--- Start of Data rows ---
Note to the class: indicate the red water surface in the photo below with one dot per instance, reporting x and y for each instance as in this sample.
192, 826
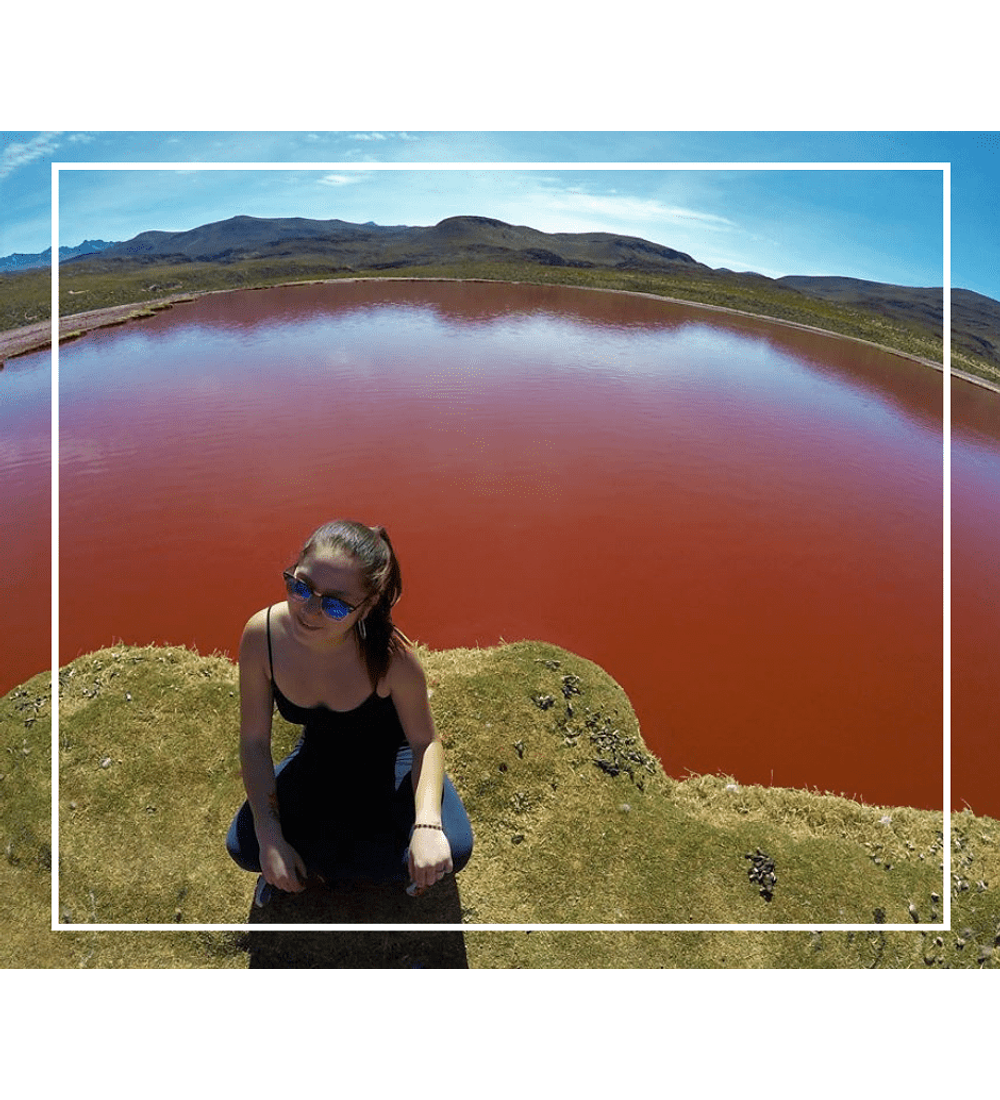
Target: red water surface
742, 521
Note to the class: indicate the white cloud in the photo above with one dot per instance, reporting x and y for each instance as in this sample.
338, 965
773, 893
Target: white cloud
342, 178
18, 154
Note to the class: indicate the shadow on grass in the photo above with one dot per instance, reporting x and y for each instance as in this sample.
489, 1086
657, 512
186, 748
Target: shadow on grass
352, 949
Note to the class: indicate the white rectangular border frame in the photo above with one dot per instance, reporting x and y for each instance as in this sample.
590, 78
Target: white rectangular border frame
944, 167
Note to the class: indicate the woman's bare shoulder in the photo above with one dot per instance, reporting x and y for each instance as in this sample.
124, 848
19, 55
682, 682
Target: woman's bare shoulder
406, 672
254, 638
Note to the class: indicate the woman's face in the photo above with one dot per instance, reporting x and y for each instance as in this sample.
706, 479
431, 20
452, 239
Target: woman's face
327, 573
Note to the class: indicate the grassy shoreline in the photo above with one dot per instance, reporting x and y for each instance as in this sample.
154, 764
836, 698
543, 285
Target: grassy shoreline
594, 858
114, 295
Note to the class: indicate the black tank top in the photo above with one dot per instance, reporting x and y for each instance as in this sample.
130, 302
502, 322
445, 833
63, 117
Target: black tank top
350, 755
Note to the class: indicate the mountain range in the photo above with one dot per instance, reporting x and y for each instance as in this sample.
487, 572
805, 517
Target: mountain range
350, 245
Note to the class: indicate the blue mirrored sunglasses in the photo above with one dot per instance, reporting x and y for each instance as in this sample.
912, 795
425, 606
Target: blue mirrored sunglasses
333, 607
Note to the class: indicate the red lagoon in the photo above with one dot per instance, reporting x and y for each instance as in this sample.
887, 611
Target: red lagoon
742, 521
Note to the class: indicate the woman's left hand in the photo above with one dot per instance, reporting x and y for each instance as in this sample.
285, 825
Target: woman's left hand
429, 857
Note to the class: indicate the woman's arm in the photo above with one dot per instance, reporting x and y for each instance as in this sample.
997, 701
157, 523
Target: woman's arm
429, 850
279, 862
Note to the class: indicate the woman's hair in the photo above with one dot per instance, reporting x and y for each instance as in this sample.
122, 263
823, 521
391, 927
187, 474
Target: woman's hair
381, 579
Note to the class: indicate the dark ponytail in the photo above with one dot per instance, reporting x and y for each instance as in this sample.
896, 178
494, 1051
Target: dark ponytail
377, 637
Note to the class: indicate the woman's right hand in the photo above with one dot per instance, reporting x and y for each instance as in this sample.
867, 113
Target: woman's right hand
282, 866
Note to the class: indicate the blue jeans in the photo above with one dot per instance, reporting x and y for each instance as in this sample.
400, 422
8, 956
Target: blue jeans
378, 856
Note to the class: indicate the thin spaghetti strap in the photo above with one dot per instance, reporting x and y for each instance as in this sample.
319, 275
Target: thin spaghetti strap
270, 655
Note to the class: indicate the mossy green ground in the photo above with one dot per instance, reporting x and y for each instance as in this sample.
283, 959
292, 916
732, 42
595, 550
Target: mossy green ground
575, 824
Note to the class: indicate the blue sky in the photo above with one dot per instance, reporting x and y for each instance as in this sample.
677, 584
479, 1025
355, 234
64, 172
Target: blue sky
883, 224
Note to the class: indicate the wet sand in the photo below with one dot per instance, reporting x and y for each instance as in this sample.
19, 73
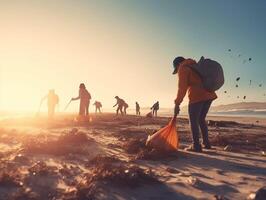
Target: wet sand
106, 158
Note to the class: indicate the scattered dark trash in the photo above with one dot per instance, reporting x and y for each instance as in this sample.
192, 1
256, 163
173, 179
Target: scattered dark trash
222, 123
70, 143
105, 170
220, 197
172, 170
134, 146
228, 148
219, 140
41, 169
74, 137
154, 154
22, 159
261, 194
23, 194
102, 159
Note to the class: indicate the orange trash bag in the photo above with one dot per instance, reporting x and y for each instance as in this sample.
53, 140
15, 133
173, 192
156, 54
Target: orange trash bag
165, 139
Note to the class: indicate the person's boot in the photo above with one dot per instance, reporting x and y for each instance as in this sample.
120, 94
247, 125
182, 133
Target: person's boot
194, 148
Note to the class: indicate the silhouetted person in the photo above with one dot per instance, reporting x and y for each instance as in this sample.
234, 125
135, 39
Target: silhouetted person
137, 109
155, 108
98, 106
85, 98
125, 106
200, 101
52, 101
120, 104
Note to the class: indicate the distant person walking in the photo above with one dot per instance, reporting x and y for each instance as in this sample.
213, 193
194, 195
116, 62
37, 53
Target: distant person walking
52, 101
137, 109
200, 100
155, 108
125, 106
98, 106
120, 104
84, 97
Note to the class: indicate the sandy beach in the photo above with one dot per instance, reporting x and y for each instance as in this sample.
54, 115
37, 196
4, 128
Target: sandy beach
106, 158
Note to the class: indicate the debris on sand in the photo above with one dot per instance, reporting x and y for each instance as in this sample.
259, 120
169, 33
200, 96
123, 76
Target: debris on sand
134, 146
24, 195
9, 180
259, 195
154, 154
40, 168
21, 159
228, 148
222, 123
73, 138
106, 170
219, 140
73, 142
172, 170
220, 197
102, 159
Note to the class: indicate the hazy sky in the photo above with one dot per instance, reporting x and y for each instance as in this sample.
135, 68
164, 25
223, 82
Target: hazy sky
126, 48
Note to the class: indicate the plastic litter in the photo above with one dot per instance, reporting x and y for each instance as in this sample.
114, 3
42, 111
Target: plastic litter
166, 138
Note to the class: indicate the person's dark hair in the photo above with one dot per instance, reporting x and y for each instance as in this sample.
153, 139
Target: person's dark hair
176, 62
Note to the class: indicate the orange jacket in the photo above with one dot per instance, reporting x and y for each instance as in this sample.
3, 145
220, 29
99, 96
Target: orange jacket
190, 80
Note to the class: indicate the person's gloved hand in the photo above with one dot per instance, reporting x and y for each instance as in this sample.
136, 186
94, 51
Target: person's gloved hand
177, 110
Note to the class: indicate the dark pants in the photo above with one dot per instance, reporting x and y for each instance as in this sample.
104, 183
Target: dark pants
197, 115
84, 108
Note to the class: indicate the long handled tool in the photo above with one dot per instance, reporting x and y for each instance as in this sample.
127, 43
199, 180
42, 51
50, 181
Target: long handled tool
67, 104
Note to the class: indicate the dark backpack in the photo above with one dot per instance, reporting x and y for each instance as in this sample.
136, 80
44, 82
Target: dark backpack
210, 72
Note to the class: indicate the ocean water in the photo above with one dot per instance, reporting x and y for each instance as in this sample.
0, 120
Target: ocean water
163, 112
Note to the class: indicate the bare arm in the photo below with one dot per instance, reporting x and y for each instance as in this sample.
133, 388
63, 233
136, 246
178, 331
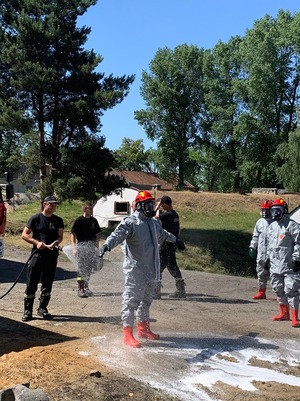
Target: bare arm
26, 236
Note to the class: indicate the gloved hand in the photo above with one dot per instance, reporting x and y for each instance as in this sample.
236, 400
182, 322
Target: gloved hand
180, 244
252, 253
296, 266
103, 249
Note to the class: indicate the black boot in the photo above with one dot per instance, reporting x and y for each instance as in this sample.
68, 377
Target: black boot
180, 290
157, 291
81, 290
28, 305
42, 309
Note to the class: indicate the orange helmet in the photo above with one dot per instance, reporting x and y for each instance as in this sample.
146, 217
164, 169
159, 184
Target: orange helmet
146, 203
279, 208
265, 208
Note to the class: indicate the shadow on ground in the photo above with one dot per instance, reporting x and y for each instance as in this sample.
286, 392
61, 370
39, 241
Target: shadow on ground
17, 336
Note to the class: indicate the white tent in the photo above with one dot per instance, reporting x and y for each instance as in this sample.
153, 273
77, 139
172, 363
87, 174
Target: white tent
110, 210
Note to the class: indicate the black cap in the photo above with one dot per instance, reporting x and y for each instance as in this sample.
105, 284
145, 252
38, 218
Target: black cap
51, 199
166, 199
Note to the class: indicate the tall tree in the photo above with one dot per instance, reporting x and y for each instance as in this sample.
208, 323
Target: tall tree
173, 95
269, 90
289, 172
131, 156
45, 69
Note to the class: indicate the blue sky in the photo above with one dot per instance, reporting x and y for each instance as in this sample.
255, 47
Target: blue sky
128, 33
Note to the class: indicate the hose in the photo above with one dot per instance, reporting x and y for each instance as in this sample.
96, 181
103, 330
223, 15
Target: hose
20, 274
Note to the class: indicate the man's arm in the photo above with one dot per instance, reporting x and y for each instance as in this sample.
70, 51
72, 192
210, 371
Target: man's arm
26, 236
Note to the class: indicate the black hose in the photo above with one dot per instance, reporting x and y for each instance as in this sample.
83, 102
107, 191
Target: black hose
20, 274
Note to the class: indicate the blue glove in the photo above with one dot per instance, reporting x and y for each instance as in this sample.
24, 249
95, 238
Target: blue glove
252, 253
296, 266
180, 244
103, 249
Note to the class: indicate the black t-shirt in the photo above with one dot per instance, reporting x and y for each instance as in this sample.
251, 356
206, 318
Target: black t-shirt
170, 222
86, 228
45, 229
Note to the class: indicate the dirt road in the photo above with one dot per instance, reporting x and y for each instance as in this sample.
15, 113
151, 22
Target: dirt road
218, 344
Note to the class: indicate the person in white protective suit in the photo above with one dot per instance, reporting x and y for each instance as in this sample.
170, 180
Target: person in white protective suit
258, 248
142, 235
283, 251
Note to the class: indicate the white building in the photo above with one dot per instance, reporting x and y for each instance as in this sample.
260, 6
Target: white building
110, 210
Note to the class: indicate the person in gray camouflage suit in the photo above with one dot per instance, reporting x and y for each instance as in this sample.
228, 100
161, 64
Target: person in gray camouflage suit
283, 251
140, 235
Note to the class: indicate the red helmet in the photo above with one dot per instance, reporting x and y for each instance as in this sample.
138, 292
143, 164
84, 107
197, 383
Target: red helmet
145, 203
265, 208
143, 196
267, 204
279, 202
279, 208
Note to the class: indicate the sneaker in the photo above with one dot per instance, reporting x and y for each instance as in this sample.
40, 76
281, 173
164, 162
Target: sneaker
43, 312
27, 316
82, 294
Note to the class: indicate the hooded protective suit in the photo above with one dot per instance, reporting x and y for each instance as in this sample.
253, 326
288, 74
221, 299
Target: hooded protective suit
142, 236
258, 242
283, 248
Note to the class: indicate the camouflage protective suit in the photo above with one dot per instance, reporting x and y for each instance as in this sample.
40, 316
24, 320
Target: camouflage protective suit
258, 242
283, 248
142, 236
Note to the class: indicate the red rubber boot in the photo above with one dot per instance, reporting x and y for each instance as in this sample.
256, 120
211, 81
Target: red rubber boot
145, 332
261, 294
295, 321
129, 339
284, 313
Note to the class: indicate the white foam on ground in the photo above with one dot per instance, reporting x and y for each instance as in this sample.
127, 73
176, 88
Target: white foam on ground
179, 368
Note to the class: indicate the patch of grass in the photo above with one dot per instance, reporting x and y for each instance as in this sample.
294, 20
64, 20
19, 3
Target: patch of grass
216, 241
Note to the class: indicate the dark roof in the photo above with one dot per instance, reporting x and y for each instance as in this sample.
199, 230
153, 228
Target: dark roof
143, 180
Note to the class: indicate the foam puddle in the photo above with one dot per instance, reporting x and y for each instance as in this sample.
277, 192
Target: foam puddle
182, 369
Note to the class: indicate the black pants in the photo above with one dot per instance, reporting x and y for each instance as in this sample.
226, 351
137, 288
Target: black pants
41, 268
167, 255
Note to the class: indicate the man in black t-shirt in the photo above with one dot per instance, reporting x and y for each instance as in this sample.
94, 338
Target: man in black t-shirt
44, 231
85, 235
170, 222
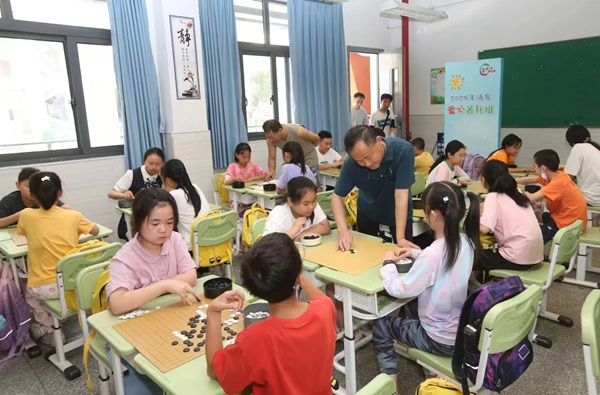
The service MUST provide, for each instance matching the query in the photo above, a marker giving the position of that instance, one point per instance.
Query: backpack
(437, 386)
(252, 214)
(503, 368)
(472, 166)
(13, 307)
(99, 303)
(70, 297)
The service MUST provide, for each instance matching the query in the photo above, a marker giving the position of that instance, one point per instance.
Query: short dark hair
(387, 96)
(45, 186)
(548, 158)
(419, 143)
(154, 151)
(26, 173)
(271, 267)
(272, 125)
(359, 133)
(325, 134)
(145, 201)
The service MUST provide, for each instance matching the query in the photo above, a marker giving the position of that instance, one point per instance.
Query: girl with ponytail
(191, 202)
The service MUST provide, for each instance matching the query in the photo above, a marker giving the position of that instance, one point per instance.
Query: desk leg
(349, 343)
(117, 372)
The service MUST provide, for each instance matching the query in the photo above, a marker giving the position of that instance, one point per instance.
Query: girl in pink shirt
(243, 169)
(507, 214)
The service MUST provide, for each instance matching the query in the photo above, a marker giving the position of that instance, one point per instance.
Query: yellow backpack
(351, 204)
(213, 255)
(251, 215)
(70, 297)
(99, 303)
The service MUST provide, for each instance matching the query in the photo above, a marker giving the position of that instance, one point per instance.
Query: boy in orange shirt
(564, 199)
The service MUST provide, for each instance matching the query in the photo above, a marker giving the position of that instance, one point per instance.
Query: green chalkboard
(550, 85)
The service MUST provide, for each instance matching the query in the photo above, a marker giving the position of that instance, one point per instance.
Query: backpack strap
(458, 356)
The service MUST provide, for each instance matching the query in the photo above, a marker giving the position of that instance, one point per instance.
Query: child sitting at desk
(51, 232)
(151, 264)
(293, 158)
(291, 352)
(564, 200)
(447, 166)
(12, 204)
(438, 278)
(328, 157)
(243, 169)
(300, 214)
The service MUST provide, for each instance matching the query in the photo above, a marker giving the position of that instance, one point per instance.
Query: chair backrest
(70, 265)
(590, 328)
(257, 229)
(324, 200)
(512, 320)
(418, 187)
(565, 242)
(85, 282)
(382, 384)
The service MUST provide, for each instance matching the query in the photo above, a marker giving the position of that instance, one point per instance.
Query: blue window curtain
(319, 67)
(222, 79)
(137, 82)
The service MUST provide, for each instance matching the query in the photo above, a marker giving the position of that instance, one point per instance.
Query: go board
(363, 255)
(153, 335)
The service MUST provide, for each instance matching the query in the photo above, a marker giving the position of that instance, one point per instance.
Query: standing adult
(383, 171)
(277, 135)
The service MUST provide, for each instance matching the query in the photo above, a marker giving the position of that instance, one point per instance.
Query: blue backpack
(503, 368)
(16, 313)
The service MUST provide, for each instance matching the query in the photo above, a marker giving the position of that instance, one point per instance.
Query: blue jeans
(136, 383)
(407, 330)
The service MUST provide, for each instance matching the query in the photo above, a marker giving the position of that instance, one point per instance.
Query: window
(58, 96)
(263, 41)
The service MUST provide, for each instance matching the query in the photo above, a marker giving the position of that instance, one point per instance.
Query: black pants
(370, 227)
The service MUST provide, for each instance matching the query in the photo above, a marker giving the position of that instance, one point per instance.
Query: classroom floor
(558, 370)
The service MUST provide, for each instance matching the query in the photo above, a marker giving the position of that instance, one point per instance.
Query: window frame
(70, 37)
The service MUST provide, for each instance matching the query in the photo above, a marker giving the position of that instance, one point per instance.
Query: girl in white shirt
(191, 202)
(300, 214)
(584, 163)
(438, 279)
(447, 167)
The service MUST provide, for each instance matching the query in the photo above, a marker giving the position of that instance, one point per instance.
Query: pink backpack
(16, 312)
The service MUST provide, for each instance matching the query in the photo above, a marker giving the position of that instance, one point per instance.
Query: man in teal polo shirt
(383, 171)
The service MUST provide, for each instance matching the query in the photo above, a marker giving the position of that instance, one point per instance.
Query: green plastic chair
(212, 231)
(67, 270)
(504, 326)
(382, 384)
(418, 187)
(85, 283)
(590, 337)
(565, 245)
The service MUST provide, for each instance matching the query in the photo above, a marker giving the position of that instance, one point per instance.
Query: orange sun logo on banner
(456, 82)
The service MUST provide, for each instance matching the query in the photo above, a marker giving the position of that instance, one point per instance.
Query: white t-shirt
(124, 182)
(186, 212)
(329, 157)
(584, 163)
(378, 120)
(281, 219)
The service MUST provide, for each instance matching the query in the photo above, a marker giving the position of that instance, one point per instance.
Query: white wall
(478, 25)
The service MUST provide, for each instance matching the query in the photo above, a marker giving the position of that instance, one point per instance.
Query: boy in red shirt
(564, 200)
(291, 352)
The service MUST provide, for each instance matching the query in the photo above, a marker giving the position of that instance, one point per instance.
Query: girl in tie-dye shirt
(438, 279)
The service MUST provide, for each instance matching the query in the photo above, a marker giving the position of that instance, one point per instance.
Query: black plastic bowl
(215, 287)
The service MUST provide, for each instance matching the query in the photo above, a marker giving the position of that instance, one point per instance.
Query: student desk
(103, 324)
(357, 292)
(16, 254)
(329, 177)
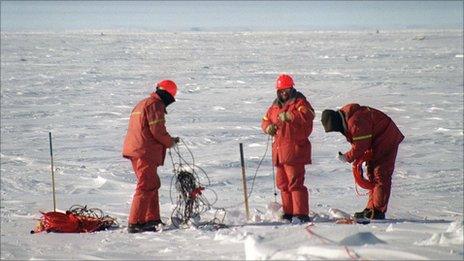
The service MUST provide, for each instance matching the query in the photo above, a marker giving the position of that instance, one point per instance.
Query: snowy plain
(82, 85)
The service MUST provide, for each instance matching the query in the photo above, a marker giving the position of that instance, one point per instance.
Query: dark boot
(303, 218)
(286, 217)
(152, 225)
(135, 228)
(361, 214)
(378, 215)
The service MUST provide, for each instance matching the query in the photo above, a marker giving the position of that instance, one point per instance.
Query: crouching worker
(145, 145)
(290, 121)
(368, 129)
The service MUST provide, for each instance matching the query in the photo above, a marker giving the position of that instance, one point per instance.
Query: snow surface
(81, 86)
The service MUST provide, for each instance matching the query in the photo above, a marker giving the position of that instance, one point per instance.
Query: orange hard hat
(168, 86)
(284, 81)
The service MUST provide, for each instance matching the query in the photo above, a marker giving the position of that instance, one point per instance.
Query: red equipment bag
(358, 172)
(76, 220)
--- End of Data rows ---
■ **Task**
Collect every line of the records above that contains the string "roof", treating uppercase and lowercase as different, and copy each one out.

■ **Full answer**
Note to the class: indicate the dark roof in the photo above with one dot per instance, reporting x and y for each instance as in this sample.
Target: dark roof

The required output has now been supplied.